* DIRECTIVE
Starting with the line containing "Exercise. Pick out the blue" and continuing through the end of the records, reproduce those lines with "drop a point on each instance" switched to "mark every instance" and nothing else altered.

* ROWS
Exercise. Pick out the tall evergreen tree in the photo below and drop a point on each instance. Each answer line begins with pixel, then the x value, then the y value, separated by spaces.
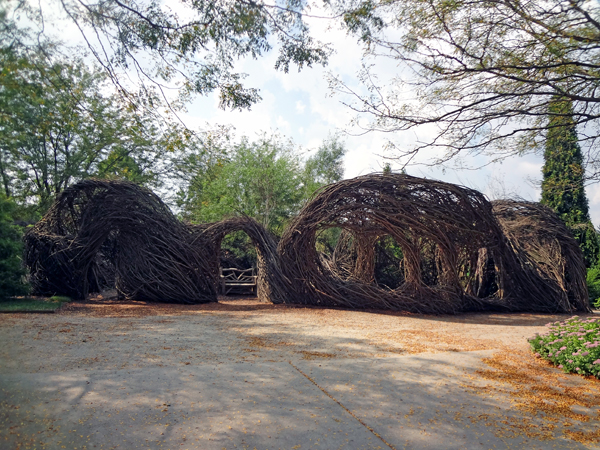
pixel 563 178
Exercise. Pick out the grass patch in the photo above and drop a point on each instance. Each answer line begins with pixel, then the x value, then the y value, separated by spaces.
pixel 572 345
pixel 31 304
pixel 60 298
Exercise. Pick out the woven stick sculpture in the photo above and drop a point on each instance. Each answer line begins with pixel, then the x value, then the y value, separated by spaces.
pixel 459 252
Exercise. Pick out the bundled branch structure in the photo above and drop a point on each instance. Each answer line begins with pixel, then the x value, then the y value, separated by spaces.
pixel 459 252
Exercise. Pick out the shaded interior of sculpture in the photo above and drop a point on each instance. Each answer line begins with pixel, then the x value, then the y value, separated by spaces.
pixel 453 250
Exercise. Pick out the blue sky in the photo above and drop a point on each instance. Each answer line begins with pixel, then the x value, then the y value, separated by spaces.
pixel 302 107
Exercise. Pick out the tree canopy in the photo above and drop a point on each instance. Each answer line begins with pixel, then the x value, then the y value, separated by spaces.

* FINAL ANSWER
Exercise. Pick out the blue sky in the photo above and mark every instance. Each answer line begins with pixel, then the x value, then the y value, separated by spaces.
pixel 302 107
Exercise. Pick out the tree canopy in the photo above and mark every instance. Each answer line begins with pixel, then the x value, then the y value, separated by spaces.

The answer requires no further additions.